• [Prompt]:
Write out every entry exactly as given, but omit the pictures.

• [Material provided]:
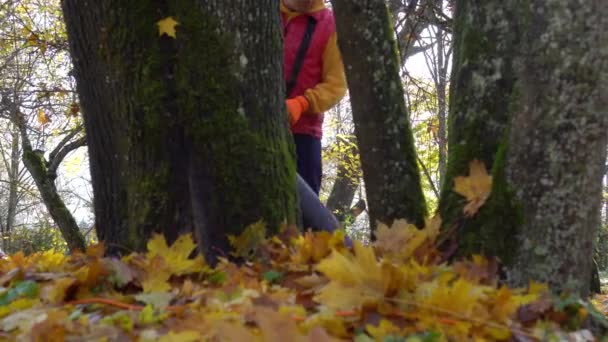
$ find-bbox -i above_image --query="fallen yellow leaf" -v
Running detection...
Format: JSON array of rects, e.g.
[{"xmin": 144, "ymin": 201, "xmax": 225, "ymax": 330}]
[
  {"xmin": 454, "ymin": 159, "xmax": 492, "ymax": 216},
  {"xmin": 38, "ymin": 109, "xmax": 50, "ymax": 125},
  {"xmin": 156, "ymin": 17, "xmax": 179, "ymax": 38}
]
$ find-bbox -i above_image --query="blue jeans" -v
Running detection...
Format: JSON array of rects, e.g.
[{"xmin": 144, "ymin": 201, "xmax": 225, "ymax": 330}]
[{"xmin": 293, "ymin": 134, "xmax": 322, "ymax": 195}]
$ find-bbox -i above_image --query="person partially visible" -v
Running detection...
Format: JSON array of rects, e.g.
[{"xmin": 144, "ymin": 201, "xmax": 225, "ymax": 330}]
[{"xmin": 281, "ymin": 0, "xmax": 346, "ymax": 195}]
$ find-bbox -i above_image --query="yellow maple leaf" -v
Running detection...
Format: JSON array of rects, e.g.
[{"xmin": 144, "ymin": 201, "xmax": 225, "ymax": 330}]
[
  {"xmin": 156, "ymin": 17, "xmax": 179, "ymax": 38},
  {"xmin": 38, "ymin": 109, "xmax": 50, "ymax": 125},
  {"xmin": 147, "ymin": 234, "xmax": 205, "ymax": 275},
  {"xmin": 228, "ymin": 221, "xmax": 266, "ymax": 258},
  {"xmin": 141, "ymin": 255, "xmax": 171, "ymax": 293},
  {"xmin": 34, "ymin": 250, "xmax": 69, "ymax": 272},
  {"xmin": 315, "ymin": 241, "xmax": 403, "ymax": 310},
  {"xmin": 374, "ymin": 216, "xmax": 441, "ymax": 261},
  {"xmin": 453, "ymin": 159, "xmax": 492, "ymax": 216},
  {"xmin": 40, "ymin": 278, "xmax": 76, "ymax": 304},
  {"xmin": 158, "ymin": 330, "xmax": 202, "ymax": 342}
]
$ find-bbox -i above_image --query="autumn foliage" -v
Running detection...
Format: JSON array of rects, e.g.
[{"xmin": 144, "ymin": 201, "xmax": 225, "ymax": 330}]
[{"xmin": 0, "ymin": 165, "xmax": 604, "ymax": 341}]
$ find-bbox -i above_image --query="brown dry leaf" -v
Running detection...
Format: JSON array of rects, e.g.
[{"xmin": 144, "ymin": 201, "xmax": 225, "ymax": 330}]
[
  {"xmin": 453, "ymin": 159, "xmax": 492, "ymax": 217},
  {"xmin": 40, "ymin": 278, "xmax": 76, "ymax": 304},
  {"xmin": 374, "ymin": 216, "xmax": 441, "ymax": 261}
]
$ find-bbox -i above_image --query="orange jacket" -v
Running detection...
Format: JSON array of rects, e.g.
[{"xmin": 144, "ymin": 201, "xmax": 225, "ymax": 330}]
[{"xmin": 281, "ymin": 0, "xmax": 346, "ymax": 115}]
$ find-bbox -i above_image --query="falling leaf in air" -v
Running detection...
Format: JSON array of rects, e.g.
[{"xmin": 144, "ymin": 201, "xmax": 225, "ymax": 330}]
[
  {"xmin": 156, "ymin": 17, "xmax": 179, "ymax": 38},
  {"xmin": 454, "ymin": 159, "xmax": 492, "ymax": 217},
  {"xmin": 38, "ymin": 109, "xmax": 51, "ymax": 125}
]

• [Final result]:
$ find-bbox -i above_image --query="fallen yellow leaf" -v
Running detection...
Format: JSON array of rects, e.g.
[{"xmin": 144, "ymin": 201, "xmax": 225, "ymax": 330}]
[
  {"xmin": 454, "ymin": 159, "xmax": 492, "ymax": 216},
  {"xmin": 38, "ymin": 109, "xmax": 50, "ymax": 125},
  {"xmin": 156, "ymin": 17, "xmax": 179, "ymax": 38}
]
$ find-bbox -i above_image --query="blue jeans" -v
Running detection...
Format: JSON array of rects, e.g.
[{"xmin": 144, "ymin": 201, "xmax": 225, "ymax": 330}]
[{"xmin": 293, "ymin": 134, "xmax": 322, "ymax": 195}]
$ find-bbox -i above_image --query="person partially visible" -v
Running detection...
Format: JSON array of rects, e.g.
[{"xmin": 144, "ymin": 201, "xmax": 225, "ymax": 330}]
[{"xmin": 281, "ymin": 0, "xmax": 346, "ymax": 195}]
$ find-bbox -i above_image --query="yellow maple leaf" -v
Running detection...
Format: JSON array of rects, e.g.
[{"xmin": 144, "ymin": 201, "xmax": 225, "ymax": 330}]
[
  {"xmin": 156, "ymin": 17, "xmax": 179, "ymax": 38},
  {"xmin": 38, "ymin": 109, "xmax": 50, "ymax": 125},
  {"xmin": 147, "ymin": 234, "xmax": 205, "ymax": 275},
  {"xmin": 228, "ymin": 221, "xmax": 266, "ymax": 258},
  {"xmin": 141, "ymin": 255, "xmax": 171, "ymax": 293},
  {"xmin": 34, "ymin": 250, "xmax": 69, "ymax": 272},
  {"xmin": 315, "ymin": 241, "xmax": 403, "ymax": 310},
  {"xmin": 374, "ymin": 216, "xmax": 441, "ymax": 261},
  {"xmin": 453, "ymin": 159, "xmax": 492, "ymax": 216},
  {"xmin": 40, "ymin": 278, "xmax": 76, "ymax": 304},
  {"xmin": 158, "ymin": 330, "xmax": 202, "ymax": 342}
]
$ find-bbox -i above_image --query="autumn foliage" -v
Running detection...
Format: JSON array of rects, e.g.
[{"xmin": 144, "ymin": 201, "xmax": 225, "ymax": 330}]
[{"xmin": 0, "ymin": 165, "xmax": 604, "ymax": 341}]
$ find-bbox -i above_image --query="brown dry leaf" -v
Running detection...
Format: JSON array of rects, e.g.
[{"xmin": 144, "ymin": 201, "xmax": 225, "ymax": 330}]
[
  {"xmin": 453, "ymin": 159, "xmax": 492, "ymax": 217},
  {"xmin": 40, "ymin": 278, "xmax": 76, "ymax": 304},
  {"xmin": 374, "ymin": 216, "xmax": 441, "ymax": 261}
]
$ find-bbox -i above_image --query="orange jacket" -v
Running detection...
Format: JSON array of rects, e.g.
[{"xmin": 144, "ymin": 201, "xmax": 225, "ymax": 330}]
[{"xmin": 281, "ymin": 0, "xmax": 346, "ymax": 115}]
$ find-bbox -i above_image --query="falling leaf in air" -v
Running detection...
Format: JSON array of rects, e.g.
[{"xmin": 144, "ymin": 201, "xmax": 225, "ymax": 330}]
[
  {"xmin": 156, "ymin": 17, "xmax": 179, "ymax": 38},
  {"xmin": 454, "ymin": 159, "xmax": 492, "ymax": 217},
  {"xmin": 38, "ymin": 109, "xmax": 51, "ymax": 125}
]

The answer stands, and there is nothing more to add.